本文抜粋 ▸

学生時代から社会人なりたての頃まで、少しだけプログラミングをかじっていた時期の自分は、完全に「HHKB最強!!」「HHKBしか勝たん!!」「お前もHHKBにしてやろうか!?」と騒いでいたHHKB過激派でした。
ただ、その後ほとんどコードを書くことがなくなり、ノートPCを外に持ち出す機会も激減してくると、ふと冷静になる瞬間が来たんですよね。
「あれ、意外とHHKBにこだわる必要ってなくない?」
と気づいてしまってからは、夜しか眠れなくなり(※ちゃんと寝てる)、気づいた頃には「おっ、新作のREALFORCE R4出てるじゃん」となって、そのままポチっていました。
というわけで今回は、HHKB過激派だった自分が65%サイズキーボードから、REALFORCE R4のテンキーレスサイズに乗り換えたみた感想・レビュー記事になります。

REALFORCE R4とは
REALFORCE R4は東プレから出ているREALFORCEシリーズの最新キーボードです。HHKBと同様にキースイッチに静電容量無接点方式を採用しており、滑らかな押し心地と長期使用にも耐えうる耐久性を兼ね備えています。

指示 ▸
キーボードの乗り換えを扱った本文のうち、「と気づいてしまってからは、夜」から「る耐久性を兼ね備えています。」までを一字一句変えずに書き写しなさい。

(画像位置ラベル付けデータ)
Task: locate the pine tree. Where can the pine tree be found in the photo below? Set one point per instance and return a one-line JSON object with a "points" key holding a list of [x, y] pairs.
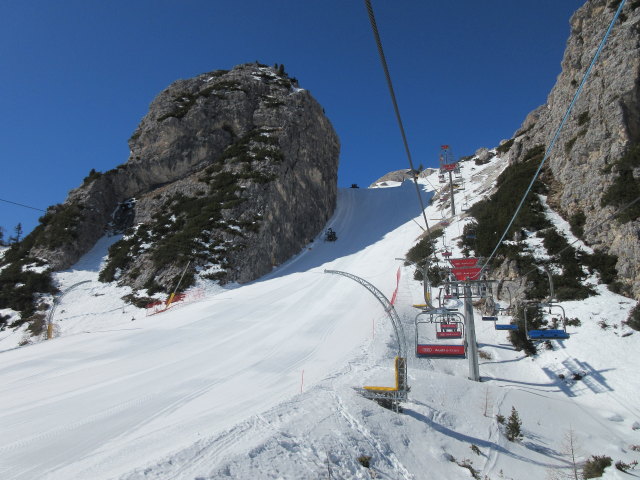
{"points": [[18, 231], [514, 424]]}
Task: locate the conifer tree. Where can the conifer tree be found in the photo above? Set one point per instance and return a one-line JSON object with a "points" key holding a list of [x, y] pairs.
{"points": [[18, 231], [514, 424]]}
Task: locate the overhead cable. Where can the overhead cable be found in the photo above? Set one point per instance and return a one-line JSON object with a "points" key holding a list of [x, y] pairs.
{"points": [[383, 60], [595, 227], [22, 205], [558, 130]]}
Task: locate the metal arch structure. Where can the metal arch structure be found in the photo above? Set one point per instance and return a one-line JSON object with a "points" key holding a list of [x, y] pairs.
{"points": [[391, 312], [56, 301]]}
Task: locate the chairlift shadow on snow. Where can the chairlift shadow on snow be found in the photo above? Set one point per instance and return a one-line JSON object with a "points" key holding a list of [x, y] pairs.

解答例 ▸
と気づいてしまってからは、夜しか眠れなくなり(※ちゃんと寝てる)、気づいた頃には「おっ、新作のREALFORCE R4出てるじゃん」となって、そのままポチっていました。
というわけで今回は、HHKB過激派だった自分が65%サイズキーボードから、REALFORCE R4のテンキーレスサイズに乗り換えたみた感想・レビュー記事になります。

REALFORCE R4とは
REALFORCE R4は東プレから出ているREALFORCEシリーズの最新キーボードです。HHKBと同様にキースイッチに静電容量無接点方式を採用しており、滑らかな押し心地と長期使用にも耐えうる耐久性を兼ね備えています。